Exercise instructions :: Copy each line containing the word "woman" from the records that follow, please.

Provided data ::

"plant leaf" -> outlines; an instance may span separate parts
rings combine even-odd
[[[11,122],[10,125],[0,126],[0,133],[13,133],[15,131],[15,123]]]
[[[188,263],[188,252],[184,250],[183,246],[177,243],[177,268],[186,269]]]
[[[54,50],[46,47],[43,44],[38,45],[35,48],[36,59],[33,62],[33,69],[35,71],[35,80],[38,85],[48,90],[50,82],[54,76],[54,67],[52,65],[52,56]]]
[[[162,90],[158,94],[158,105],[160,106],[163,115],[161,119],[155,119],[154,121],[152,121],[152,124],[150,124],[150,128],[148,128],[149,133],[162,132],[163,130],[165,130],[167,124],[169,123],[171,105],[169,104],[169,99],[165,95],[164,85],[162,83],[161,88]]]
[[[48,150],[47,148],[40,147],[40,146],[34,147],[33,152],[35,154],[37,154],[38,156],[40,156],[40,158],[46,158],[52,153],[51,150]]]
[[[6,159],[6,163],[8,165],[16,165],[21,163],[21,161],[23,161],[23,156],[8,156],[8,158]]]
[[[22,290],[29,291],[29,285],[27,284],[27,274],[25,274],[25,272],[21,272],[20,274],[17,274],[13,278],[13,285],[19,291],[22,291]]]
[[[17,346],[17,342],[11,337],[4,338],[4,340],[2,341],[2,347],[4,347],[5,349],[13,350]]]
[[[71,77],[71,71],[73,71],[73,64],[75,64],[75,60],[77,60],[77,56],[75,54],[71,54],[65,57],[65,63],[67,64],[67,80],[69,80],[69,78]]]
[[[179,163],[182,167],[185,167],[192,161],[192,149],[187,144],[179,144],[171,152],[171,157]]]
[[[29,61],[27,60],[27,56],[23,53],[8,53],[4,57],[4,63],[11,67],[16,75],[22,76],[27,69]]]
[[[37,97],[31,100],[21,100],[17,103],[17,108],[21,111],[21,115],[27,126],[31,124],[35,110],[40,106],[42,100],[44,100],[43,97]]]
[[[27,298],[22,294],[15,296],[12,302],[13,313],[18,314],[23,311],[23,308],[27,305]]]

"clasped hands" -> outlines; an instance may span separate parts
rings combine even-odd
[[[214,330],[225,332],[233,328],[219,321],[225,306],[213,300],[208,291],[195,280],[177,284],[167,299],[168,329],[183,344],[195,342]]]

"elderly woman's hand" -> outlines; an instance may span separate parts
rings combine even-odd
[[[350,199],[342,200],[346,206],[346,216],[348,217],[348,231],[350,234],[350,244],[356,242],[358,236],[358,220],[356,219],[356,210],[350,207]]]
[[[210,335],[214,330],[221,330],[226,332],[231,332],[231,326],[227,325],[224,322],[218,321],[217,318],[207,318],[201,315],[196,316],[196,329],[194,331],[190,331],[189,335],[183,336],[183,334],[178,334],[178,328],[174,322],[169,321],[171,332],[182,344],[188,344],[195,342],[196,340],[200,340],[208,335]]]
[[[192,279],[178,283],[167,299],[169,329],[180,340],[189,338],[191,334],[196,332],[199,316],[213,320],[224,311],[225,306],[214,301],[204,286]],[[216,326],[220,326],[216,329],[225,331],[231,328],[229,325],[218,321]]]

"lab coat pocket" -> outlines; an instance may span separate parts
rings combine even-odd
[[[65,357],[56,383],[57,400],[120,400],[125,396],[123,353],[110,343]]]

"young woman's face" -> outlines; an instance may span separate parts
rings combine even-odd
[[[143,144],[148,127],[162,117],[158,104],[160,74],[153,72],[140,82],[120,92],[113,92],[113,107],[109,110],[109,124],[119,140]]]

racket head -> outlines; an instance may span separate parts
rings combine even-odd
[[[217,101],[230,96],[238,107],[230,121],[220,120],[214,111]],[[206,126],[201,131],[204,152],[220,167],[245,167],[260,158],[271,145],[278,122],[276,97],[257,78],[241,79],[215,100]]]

Problem solution ::
"elderly woman's hand" -> outlines; an instance may span separate parts
"young woman's face" -> outlines; an instance may span separate parts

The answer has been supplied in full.